→ **Instructions for the task**
Produce as output only the lines below starting at the line with "column 614, row 463" and continuing through the line with "column 354, row 122", each one exactly as written.

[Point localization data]
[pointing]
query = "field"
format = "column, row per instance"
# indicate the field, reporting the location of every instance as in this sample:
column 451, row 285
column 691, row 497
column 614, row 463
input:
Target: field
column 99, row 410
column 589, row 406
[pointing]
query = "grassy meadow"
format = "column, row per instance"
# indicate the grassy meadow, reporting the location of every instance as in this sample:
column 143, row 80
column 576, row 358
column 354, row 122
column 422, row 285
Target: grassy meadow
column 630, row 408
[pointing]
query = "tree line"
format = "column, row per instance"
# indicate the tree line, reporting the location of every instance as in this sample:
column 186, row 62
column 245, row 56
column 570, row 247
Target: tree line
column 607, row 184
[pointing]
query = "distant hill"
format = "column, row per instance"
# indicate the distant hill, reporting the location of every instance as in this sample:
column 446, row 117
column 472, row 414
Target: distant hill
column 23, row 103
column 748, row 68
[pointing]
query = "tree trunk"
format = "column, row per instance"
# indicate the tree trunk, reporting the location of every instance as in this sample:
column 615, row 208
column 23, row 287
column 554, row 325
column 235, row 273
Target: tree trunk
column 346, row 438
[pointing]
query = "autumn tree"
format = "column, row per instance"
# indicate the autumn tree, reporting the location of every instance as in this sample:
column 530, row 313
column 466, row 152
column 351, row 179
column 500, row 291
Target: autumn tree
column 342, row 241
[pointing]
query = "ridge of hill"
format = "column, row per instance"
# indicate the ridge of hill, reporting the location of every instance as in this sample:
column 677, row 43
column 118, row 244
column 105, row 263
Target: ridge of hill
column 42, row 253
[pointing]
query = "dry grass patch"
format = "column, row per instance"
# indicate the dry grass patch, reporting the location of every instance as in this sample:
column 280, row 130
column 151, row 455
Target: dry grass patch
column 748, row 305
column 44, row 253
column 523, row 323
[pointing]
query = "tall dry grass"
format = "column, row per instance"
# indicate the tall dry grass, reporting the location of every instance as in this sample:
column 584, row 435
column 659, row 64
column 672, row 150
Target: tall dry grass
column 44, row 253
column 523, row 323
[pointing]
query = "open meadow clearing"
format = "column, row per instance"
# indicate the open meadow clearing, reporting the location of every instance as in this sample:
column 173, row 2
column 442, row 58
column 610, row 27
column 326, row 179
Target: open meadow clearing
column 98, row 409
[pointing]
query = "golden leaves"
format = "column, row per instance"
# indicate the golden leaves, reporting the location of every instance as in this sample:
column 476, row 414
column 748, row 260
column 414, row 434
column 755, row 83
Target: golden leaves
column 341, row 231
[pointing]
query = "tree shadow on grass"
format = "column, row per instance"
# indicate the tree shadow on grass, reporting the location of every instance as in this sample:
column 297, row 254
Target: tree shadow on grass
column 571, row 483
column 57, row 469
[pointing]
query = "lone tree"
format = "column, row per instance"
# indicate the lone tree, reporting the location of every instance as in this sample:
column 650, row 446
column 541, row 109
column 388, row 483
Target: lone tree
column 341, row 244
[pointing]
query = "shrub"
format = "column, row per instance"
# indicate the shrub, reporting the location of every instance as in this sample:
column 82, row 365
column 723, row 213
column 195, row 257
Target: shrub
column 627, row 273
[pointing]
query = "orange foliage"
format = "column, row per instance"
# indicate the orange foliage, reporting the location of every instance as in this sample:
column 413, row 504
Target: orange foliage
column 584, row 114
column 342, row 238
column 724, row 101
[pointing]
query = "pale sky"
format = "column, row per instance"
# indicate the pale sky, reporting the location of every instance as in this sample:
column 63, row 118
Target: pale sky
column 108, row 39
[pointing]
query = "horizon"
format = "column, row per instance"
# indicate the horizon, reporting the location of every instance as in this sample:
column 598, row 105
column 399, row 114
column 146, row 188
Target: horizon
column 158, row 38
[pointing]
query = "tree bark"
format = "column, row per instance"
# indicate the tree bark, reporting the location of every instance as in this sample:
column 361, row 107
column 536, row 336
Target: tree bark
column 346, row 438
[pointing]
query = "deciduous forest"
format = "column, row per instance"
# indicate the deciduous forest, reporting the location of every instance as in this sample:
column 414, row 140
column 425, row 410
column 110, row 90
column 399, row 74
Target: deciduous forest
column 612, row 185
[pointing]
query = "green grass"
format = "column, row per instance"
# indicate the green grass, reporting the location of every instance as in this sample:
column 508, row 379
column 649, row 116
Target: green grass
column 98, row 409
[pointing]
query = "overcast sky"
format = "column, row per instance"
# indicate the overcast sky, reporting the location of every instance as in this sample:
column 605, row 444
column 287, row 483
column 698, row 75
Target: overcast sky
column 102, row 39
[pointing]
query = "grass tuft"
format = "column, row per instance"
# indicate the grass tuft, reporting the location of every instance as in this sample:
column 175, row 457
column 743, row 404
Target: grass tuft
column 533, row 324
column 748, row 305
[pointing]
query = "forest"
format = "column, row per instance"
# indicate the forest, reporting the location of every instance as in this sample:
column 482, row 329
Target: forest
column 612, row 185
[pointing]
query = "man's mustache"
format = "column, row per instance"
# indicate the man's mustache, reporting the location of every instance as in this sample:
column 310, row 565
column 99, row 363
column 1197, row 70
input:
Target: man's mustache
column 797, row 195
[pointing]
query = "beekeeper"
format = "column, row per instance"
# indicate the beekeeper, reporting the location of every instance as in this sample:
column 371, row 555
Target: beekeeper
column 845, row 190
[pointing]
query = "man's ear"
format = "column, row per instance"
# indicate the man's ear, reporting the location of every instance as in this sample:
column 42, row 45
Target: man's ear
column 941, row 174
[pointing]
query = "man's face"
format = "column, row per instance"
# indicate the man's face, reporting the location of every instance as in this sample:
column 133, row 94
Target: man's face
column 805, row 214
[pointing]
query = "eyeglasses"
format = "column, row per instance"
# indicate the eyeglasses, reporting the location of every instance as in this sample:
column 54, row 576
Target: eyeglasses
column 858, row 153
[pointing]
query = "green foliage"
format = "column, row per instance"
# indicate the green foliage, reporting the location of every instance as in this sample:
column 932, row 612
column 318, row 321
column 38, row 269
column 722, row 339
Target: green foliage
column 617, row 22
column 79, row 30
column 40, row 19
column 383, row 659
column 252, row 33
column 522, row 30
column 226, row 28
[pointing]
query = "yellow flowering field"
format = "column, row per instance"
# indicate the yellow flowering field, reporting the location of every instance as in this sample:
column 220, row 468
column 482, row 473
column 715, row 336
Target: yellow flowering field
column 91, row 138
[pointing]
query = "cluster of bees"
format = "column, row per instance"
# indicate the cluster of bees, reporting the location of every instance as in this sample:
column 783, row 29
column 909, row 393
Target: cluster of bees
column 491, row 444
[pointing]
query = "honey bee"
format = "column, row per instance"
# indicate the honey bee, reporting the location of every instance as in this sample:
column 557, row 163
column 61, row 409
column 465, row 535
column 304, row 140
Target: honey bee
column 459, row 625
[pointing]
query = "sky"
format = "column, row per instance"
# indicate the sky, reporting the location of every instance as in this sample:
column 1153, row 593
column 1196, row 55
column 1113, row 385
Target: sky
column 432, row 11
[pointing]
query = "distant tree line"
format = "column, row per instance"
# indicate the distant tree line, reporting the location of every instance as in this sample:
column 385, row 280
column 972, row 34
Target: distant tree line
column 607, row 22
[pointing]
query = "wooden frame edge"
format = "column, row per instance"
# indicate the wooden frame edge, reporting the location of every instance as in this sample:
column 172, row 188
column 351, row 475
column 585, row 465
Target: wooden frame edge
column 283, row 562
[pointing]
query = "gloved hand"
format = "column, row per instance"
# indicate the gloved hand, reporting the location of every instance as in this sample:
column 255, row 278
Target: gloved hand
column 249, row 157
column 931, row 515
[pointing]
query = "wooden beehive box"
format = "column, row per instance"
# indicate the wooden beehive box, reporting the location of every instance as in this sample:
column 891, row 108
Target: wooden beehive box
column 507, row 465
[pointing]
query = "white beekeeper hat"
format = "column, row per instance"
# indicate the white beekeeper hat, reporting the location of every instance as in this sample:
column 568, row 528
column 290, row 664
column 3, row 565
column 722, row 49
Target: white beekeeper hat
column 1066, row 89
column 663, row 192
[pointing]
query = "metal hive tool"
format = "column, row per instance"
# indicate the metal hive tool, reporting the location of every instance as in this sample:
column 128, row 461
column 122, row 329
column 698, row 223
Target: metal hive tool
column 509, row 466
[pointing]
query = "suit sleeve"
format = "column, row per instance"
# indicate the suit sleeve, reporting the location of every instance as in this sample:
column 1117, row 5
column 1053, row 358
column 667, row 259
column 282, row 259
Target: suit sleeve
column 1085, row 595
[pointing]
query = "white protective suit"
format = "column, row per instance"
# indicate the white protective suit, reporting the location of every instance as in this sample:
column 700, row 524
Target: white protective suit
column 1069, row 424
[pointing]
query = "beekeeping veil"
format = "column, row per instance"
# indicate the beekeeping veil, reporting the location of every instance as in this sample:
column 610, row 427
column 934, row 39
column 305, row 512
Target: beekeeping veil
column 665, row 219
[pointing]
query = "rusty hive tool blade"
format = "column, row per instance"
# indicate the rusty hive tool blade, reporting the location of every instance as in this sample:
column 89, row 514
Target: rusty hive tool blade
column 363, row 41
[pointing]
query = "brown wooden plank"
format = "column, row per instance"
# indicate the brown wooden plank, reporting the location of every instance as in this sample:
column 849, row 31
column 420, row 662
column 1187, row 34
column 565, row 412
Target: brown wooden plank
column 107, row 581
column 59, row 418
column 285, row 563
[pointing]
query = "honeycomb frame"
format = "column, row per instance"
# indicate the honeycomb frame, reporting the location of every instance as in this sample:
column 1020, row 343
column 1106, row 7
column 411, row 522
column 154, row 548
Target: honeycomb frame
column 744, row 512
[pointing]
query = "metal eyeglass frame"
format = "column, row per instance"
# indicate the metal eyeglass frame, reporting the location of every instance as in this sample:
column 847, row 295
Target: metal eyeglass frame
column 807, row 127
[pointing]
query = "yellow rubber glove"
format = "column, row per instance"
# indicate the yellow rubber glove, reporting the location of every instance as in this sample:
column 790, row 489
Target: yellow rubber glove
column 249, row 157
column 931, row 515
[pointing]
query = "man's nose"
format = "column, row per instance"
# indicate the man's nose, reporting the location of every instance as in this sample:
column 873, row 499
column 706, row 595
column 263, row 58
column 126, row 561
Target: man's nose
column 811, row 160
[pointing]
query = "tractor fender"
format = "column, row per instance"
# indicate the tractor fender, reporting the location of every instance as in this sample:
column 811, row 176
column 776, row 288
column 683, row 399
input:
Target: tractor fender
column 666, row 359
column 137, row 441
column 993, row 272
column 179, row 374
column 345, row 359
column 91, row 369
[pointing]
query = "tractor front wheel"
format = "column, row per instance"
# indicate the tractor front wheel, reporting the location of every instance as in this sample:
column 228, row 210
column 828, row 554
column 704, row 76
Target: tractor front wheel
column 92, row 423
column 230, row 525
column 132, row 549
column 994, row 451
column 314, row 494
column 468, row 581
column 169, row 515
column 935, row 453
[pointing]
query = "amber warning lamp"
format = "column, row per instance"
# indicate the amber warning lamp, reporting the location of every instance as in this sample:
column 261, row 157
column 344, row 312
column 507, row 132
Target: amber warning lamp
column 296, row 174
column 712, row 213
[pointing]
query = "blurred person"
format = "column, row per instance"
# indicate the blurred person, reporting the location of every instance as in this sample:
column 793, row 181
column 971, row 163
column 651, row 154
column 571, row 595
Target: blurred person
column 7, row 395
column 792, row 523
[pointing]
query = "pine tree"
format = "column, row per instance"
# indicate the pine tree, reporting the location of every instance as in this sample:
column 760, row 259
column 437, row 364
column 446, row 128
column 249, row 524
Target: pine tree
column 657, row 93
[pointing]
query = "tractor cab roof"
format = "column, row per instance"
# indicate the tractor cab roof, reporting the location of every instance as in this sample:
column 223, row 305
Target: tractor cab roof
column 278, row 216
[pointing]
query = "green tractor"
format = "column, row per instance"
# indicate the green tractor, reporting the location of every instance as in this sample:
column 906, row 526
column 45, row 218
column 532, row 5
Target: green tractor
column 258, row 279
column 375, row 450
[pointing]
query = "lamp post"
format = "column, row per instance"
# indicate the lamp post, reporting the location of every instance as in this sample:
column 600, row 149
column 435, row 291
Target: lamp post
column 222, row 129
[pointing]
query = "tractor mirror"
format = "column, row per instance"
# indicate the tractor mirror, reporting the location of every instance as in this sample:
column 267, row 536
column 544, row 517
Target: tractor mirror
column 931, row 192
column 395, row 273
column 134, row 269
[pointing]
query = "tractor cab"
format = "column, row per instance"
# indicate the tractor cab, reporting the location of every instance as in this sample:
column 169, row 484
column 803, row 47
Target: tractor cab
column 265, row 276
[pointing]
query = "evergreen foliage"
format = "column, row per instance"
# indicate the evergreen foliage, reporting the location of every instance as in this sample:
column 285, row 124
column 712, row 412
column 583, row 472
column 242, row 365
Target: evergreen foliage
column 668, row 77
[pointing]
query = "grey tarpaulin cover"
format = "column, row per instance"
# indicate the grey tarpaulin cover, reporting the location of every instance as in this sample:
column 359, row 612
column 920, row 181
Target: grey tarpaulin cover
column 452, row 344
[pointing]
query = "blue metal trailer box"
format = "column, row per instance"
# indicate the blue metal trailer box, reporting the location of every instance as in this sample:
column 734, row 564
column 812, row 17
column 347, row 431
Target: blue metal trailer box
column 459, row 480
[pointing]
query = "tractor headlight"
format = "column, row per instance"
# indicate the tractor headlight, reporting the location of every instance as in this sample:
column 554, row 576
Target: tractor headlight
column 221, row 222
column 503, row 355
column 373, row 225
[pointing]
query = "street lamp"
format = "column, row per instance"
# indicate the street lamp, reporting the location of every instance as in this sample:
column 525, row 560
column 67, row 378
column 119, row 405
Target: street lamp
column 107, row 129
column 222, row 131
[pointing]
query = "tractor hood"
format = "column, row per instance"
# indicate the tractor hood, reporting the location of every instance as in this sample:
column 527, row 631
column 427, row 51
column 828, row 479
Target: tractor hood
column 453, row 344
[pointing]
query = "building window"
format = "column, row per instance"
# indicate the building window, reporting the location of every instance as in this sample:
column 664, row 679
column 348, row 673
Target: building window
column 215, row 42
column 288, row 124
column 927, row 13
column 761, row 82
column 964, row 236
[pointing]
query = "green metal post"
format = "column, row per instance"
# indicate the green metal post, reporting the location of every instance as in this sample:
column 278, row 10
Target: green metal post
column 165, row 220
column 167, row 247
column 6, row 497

→ **Answer below**
column 614, row 463
input:
Target: field
column 99, row 410
column 589, row 406
[pointing]
query = "grassy meadow"
format = "column, row per instance"
# indicate the grassy meadow, reporting the location of every instance as in this sample:
column 143, row 80
column 576, row 358
column 354, row 122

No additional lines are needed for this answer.